■ **Problem details**
Please copy out all of the items that follow, substituting "Target" for each occurrence of "Query" and keeping everything else unchanged. Leave the pictures out of your copy.

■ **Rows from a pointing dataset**
= = =
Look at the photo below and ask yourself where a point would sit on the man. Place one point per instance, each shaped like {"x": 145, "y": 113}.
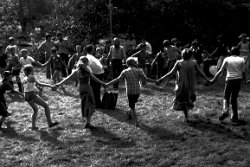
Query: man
{"x": 64, "y": 50}
{"x": 11, "y": 44}
{"x": 45, "y": 48}
{"x": 3, "y": 60}
{"x": 116, "y": 56}
{"x": 235, "y": 66}
{"x": 98, "y": 71}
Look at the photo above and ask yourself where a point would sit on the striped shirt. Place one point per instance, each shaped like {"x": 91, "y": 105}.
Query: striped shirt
{"x": 132, "y": 76}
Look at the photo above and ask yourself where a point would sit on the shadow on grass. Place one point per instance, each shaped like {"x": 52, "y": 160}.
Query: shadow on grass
{"x": 10, "y": 132}
{"x": 107, "y": 138}
{"x": 118, "y": 114}
{"x": 161, "y": 133}
{"x": 225, "y": 129}
{"x": 50, "y": 136}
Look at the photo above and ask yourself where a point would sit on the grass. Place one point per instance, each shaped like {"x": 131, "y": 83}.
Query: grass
{"x": 162, "y": 140}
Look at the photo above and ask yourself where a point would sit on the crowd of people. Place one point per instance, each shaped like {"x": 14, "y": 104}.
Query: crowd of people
{"x": 92, "y": 67}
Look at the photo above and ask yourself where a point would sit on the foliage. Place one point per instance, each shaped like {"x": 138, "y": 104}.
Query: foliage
{"x": 154, "y": 20}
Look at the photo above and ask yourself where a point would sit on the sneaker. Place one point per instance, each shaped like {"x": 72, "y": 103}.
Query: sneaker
= = =
■ **Reply to the exercise**
Look at the photo below and ask yourself where a point would sit on the man. Place one point per instance, each shaped like {"x": 145, "y": 113}.
Target: man
{"x": 64, "y": 50}
{"x": 11, "y": 44}
{"x": 45, "y": 48}
{"x": 3, "y": 60}
{"x": 116, "y": 56}
{"x": 235, "y": 66}
{"x": 98, "y": 71}
Look at the photo above and ask yourself where a point would sit on the striped shirt. Place one point per instance, each shaped like {"x": 91, "y": 105}.
Target: striped shirt
{"x": 132, "y": 76}
Look at the photo above and ask yourself where a point would sit on the shadow on grass. Place one point per instance, each shaped like {"x": 52, "y": 160}.
Target: shadow on grass
{"x": 10, "y": 132}
{"x": 107, "y": 138}
{"x": 118, "y": 114}
{"x": 161, "y": 133}
{"x": 225, "y": 129}
{"x": 50, "y": 136}
Look at the photo above and ask yourself where a point would sit on the grass. Place one point per instance, each shaped like {"x": 131, "y": 83}.
Target: grass
{"x": 162, "y": 140}
Look at the photo above and ask yourself where a point would sit on the crowd of people. Place one point per instance, each shaped like {"x": 14, "y": 104}.
Target: crowd of people
{"x": 92, "y": 67}
Look at the photo above and ask yourself where a point would sit on the foliage. Place one point per instance, each shaped like {"x": 138, "y": 104}.
Target: foliage
{"x": 154, "y": 20}
Look at the photo above and ask yourself where a point would sit on the sneaker. Place one point per instance, each shaped like {"x": 72, "y": 103}.
Target: sneaker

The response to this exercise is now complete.